>> begin Data supplied

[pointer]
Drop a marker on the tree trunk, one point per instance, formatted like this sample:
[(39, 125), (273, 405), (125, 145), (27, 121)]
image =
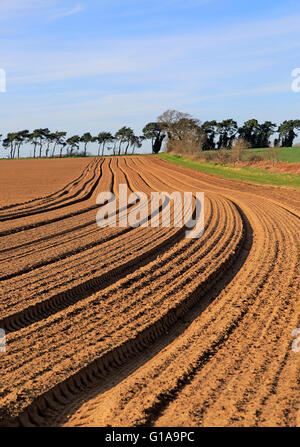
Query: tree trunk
[(53, 150)]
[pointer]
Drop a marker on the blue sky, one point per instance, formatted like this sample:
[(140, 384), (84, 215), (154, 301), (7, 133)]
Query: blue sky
[(96, 65)]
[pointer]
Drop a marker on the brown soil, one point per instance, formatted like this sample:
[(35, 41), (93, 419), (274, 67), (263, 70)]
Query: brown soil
[(24, 180), (141, 326)]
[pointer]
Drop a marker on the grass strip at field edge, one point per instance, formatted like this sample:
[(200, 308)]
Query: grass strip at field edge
[(248, 175)]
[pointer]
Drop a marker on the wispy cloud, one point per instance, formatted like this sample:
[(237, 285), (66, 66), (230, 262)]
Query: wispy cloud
[(77, 9)]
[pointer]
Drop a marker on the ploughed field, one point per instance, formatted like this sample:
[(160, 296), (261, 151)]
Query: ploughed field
[(142, 326)]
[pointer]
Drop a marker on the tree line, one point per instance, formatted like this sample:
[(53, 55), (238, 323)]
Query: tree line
[(172, 126)]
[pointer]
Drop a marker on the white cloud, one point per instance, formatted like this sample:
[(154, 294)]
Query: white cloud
[(77, 9)]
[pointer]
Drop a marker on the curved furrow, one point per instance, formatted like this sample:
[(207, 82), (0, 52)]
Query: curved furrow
[(84, 193), (190, 295), (61, 192), (63, 299)]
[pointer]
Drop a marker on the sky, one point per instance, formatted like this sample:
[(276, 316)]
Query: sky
[(94, 65)]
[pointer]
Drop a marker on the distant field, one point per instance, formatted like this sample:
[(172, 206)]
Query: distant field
[(246, 174), (287, 154)]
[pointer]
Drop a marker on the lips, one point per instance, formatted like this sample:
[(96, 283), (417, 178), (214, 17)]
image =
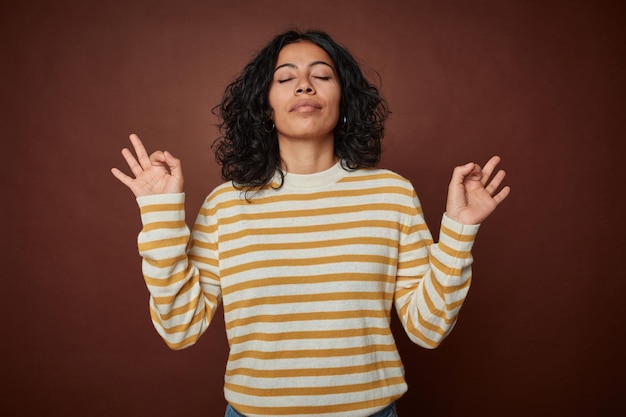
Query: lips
[(305, 106)]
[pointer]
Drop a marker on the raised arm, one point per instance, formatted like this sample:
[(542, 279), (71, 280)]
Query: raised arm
[(434, 278)]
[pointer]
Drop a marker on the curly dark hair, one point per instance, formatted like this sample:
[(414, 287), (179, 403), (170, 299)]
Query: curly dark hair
[(248, 150)]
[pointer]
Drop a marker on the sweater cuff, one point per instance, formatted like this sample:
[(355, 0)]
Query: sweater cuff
[(160, 207), (456, 235)]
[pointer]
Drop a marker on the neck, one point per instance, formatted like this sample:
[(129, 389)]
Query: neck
[(307, 157)]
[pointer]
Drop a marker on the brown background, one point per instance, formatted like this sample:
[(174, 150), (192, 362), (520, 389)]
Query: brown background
[(540, 83)]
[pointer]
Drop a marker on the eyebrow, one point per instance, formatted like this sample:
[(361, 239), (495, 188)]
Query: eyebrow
[(312, 64)]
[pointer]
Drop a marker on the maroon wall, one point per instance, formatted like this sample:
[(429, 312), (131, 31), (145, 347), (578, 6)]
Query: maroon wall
[(540, 83)]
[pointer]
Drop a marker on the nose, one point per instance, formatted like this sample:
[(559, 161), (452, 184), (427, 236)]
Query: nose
[(304, 87)]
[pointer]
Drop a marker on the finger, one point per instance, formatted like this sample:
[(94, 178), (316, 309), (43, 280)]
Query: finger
[(460, 172), (140, 151), (134, 166), (173, 164), (495, 182), (123, 178), (503, 194), (489, 167)]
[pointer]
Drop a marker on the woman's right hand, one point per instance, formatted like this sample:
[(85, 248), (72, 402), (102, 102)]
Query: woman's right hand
[(159, 173)]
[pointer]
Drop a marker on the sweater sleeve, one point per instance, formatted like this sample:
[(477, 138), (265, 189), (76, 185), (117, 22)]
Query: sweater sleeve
[(433, 279), (179, 268)]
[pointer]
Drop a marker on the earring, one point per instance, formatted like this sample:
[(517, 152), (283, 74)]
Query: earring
[(270, 129)]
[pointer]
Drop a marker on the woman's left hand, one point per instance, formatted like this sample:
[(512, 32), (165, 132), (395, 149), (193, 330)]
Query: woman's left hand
[(472, 193)]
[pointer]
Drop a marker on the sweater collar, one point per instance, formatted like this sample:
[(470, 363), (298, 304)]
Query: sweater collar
[(316, 180)]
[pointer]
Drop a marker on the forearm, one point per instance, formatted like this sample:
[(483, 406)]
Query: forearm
[(177, 303), (429, 302)]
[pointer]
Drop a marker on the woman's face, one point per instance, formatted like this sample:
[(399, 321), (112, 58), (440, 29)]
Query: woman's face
[(305, 93)]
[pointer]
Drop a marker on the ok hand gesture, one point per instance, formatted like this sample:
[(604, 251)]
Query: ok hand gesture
[(472, 193), (159, 173)]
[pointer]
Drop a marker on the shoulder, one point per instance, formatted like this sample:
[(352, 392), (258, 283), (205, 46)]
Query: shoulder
[(378, 177)]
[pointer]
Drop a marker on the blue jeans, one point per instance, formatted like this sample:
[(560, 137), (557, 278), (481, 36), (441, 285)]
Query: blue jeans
[(389, 411)]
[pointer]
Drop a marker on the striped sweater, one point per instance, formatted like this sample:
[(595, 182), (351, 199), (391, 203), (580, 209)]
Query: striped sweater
[(307, 274)]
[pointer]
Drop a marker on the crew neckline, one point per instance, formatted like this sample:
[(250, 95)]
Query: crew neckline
[(315, 180)]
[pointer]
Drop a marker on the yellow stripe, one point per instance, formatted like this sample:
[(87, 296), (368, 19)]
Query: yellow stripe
[(309, 245), (325, 227), (309, 279), (306, 391), (329, 211), (306, 298), (308, 335), (313, 372), (312, 353), (273, 263), (312, 316), (210, 210)]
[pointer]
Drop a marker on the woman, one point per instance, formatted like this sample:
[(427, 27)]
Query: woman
[(307, 245)]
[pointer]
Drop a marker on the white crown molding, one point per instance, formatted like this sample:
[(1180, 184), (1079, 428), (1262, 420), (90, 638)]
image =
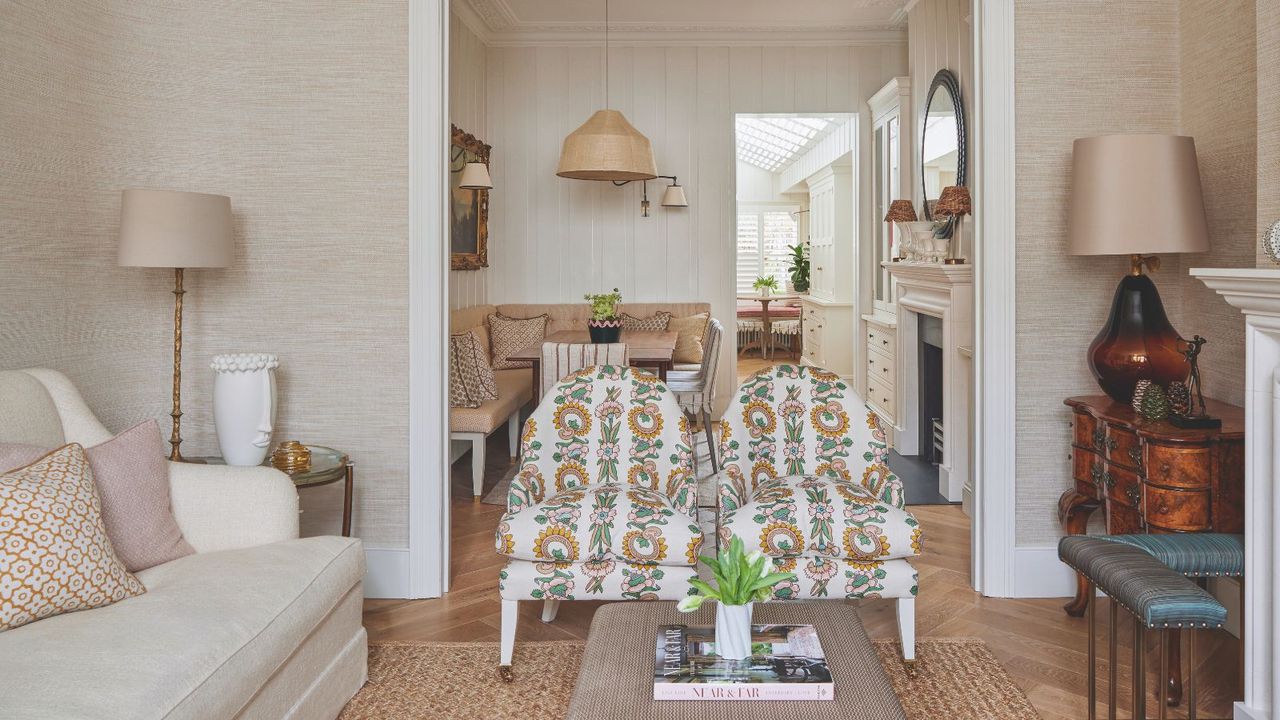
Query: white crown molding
[(496, 24), (814, 39)]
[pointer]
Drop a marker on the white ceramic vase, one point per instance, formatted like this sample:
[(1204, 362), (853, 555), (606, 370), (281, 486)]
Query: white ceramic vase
[(734, 630), (245, 405)]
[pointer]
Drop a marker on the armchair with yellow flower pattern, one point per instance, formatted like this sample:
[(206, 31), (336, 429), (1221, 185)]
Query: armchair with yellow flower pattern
[(603, 504), (803, 479)]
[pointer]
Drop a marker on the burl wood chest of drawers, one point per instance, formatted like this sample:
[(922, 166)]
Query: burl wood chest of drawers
[(1152, 477)]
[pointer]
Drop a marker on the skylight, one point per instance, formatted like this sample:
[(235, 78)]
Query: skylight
[(772, 144)]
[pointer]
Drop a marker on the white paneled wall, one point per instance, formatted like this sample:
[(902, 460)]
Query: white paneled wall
[(467, 100), (553, 240)]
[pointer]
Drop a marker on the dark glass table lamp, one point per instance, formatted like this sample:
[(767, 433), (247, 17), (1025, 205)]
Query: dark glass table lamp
[(1136, 195)]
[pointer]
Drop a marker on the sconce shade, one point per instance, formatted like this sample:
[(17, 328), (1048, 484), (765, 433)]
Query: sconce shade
[(607, 147), (1136, 195), (168, 228), (900, 212), (675, 197), (954, 201), (475, 176)]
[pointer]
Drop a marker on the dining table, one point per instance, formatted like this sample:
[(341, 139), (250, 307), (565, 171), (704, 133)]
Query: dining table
[(766, 324), (645, 349)]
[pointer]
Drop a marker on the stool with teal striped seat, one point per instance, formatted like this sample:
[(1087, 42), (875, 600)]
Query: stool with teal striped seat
[(1157, 597), (1194, 555)]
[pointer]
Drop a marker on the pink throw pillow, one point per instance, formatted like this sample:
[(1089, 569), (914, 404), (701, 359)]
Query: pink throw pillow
[(132, 478)]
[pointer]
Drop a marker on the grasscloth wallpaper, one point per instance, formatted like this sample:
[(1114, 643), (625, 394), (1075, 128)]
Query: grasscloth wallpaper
[(1114, 67), (297, 109)]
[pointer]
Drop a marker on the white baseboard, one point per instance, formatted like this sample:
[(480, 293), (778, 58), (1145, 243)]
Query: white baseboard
[(1038, 573), (387, 572)]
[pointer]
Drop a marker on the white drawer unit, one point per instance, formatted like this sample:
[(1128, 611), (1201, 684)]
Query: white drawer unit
[(828, 331), (881, 365)]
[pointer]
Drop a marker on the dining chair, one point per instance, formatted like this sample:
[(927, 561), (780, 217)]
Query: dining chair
[(695, 390), (603, 504), (804, 481), (560, 359)]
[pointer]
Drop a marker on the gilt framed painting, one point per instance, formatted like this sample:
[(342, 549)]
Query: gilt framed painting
[(469, 209)]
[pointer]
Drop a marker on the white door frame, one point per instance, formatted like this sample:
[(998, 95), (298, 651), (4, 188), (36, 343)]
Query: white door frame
[(428, 299), (995, 359), (995, 287)]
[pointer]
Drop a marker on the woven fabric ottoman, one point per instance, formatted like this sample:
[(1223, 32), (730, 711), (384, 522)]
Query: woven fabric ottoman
[(616, 680)]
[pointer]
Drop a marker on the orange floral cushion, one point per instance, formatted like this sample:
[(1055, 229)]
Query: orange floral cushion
[(54, 552)]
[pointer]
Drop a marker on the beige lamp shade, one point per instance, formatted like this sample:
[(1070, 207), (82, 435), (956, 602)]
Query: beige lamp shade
[(607, 147), (167, 228), (1136, 195), (675, 197), (475, 176)]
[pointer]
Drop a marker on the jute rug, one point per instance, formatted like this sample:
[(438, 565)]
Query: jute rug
[(956, 679)]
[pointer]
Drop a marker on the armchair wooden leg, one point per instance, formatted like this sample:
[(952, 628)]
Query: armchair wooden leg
[(551, 606), (711, 440), (508, 638), (513, 434), (478, 465), (906, 630)]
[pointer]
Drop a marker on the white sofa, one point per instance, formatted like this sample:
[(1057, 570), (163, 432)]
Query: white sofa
[(256, 624)]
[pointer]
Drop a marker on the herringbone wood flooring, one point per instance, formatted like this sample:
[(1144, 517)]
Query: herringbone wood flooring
[(1041, 647)]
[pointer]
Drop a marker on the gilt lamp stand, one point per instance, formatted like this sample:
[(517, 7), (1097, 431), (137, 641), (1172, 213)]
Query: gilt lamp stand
[(167, 228)]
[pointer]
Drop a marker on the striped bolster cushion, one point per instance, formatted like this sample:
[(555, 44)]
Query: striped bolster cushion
[(1148, 589), (1196, 555)]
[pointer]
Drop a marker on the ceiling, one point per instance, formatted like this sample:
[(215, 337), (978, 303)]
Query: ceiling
[(512, 21)]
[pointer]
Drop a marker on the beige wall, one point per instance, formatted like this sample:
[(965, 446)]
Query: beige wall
[(298, 112), (553, 240), (467, 105), (1219, 109), (1082, 68)]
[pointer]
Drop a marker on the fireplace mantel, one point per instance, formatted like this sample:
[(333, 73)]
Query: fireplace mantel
[(945, 292), (1256, 292)]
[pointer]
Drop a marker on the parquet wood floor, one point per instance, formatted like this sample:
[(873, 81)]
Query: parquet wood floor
[(1041, 647)]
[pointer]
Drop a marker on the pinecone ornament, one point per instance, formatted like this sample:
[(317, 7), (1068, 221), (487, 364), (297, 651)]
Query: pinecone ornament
[(1155, 404), (1138, 392), (1179, 399)]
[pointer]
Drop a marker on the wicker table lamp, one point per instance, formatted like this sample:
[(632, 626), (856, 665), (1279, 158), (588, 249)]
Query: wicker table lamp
[(167, 228)]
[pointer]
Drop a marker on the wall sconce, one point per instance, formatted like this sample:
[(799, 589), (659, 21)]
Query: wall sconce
[(475, 176), (672, 197)]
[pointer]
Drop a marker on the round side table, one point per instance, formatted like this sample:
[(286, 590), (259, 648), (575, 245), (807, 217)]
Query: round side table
[(328, 465)]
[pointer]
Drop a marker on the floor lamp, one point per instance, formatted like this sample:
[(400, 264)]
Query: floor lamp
[(167, 228)]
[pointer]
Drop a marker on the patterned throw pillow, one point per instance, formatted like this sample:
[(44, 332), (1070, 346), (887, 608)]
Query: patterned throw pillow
[(689, 343), (508, 336), (54, 548), (656, 324), (471, 379)]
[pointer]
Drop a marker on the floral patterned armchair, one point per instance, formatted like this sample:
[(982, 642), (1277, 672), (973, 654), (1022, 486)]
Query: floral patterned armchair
[(602, 506), (808, 486)]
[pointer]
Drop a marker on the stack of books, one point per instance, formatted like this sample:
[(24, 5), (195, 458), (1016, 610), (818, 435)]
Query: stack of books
[(786, 664)]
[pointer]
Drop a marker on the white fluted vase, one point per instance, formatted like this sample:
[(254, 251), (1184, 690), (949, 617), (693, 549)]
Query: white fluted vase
[(734, 630), (245, 405)]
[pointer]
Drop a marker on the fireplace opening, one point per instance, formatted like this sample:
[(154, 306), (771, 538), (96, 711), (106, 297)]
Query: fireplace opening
[(932, 438)]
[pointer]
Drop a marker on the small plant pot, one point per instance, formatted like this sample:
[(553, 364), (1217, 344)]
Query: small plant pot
[(604, 331), (734, 630)]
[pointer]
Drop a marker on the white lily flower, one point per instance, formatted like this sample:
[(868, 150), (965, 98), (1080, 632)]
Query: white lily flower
[(690, 602)]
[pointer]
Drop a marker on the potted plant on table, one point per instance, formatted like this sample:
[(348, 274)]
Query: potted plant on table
[(741, 579), (604, 326), (798, 267), (767, 285)]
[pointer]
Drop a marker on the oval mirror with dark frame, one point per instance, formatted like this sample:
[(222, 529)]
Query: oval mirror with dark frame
[(942, 141)]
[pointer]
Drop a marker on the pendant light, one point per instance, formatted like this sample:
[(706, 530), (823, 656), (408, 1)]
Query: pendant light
[(607, 146)]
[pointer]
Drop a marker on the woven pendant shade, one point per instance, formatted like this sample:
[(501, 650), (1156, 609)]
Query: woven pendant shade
[(607, 147)]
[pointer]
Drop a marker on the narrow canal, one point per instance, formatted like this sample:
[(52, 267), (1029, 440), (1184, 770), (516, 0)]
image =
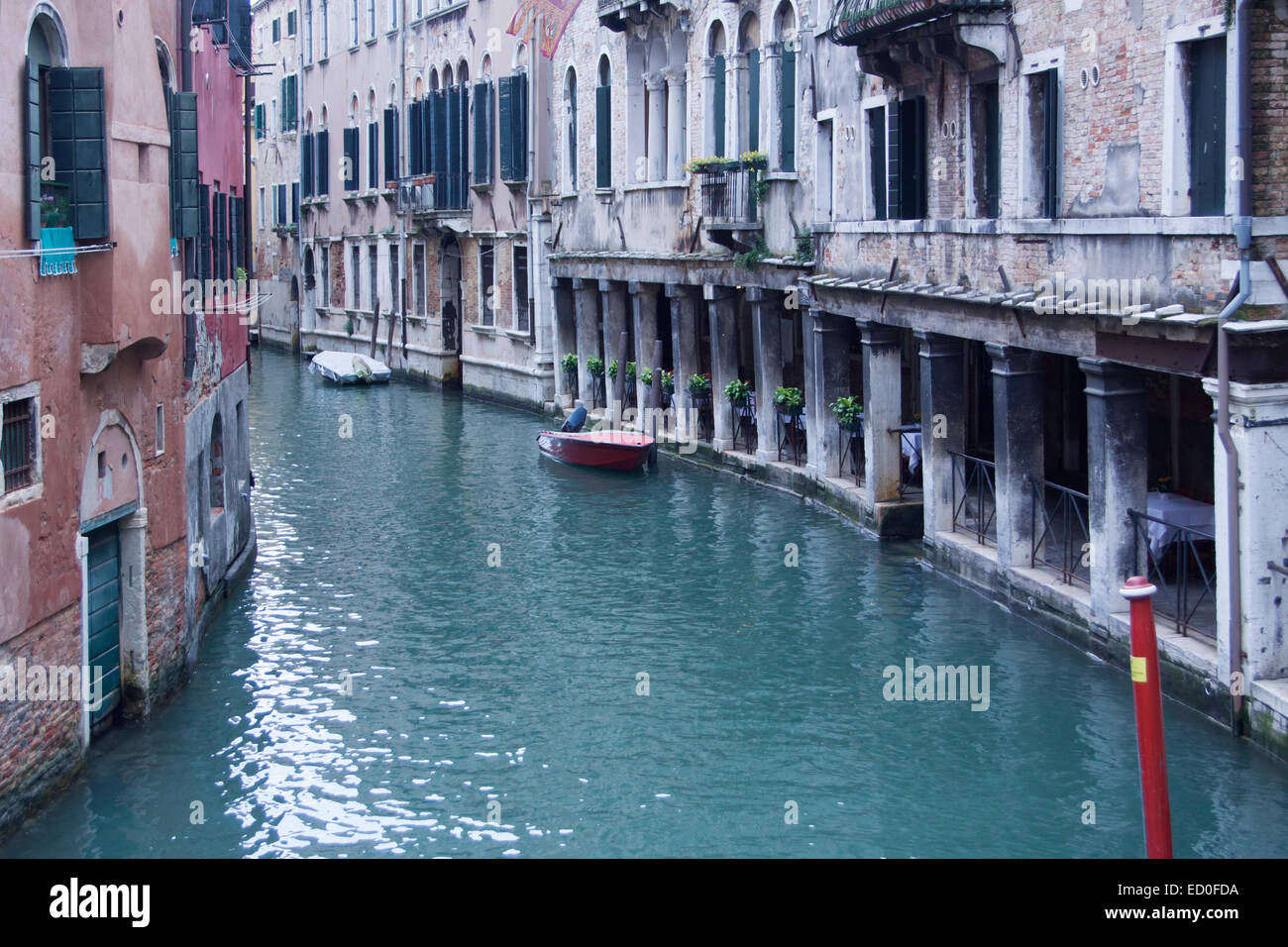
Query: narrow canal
[(377, 686)]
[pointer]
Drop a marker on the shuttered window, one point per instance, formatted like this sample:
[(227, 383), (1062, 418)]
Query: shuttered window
[(323, 163), (513, 116), (184, 195), (603, 136), (483, 136), (717, 103), (78, 147), (351, 158), (390, 145), (787, 97)]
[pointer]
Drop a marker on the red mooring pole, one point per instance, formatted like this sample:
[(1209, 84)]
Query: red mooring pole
[(1149, 718)]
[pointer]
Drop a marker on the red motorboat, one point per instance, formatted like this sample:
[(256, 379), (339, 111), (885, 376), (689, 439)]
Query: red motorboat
[(606, 450)]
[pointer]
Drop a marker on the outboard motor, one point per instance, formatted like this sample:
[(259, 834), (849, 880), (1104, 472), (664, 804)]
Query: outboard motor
[(575, 421)]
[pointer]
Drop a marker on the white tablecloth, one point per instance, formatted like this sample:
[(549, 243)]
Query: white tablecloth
[(1177, 510)]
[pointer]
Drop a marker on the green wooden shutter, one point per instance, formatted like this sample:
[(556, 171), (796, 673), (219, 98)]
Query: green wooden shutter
[(390, 144), (31, 180), (717, 106), (77, 131), (482, 133), (183, 151), (787, 154), (323, 162), (894, 161), (604, 136), (505, 111)]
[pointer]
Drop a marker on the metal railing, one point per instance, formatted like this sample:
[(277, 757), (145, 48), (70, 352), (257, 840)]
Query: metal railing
[(975, 497), (1189, 598), (726, 193), (1059, 530)]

>> end Data supplied

- Exercise objective -
State how many lines of the rows above contain the string "canal". Give only the number.

- Answer below -
2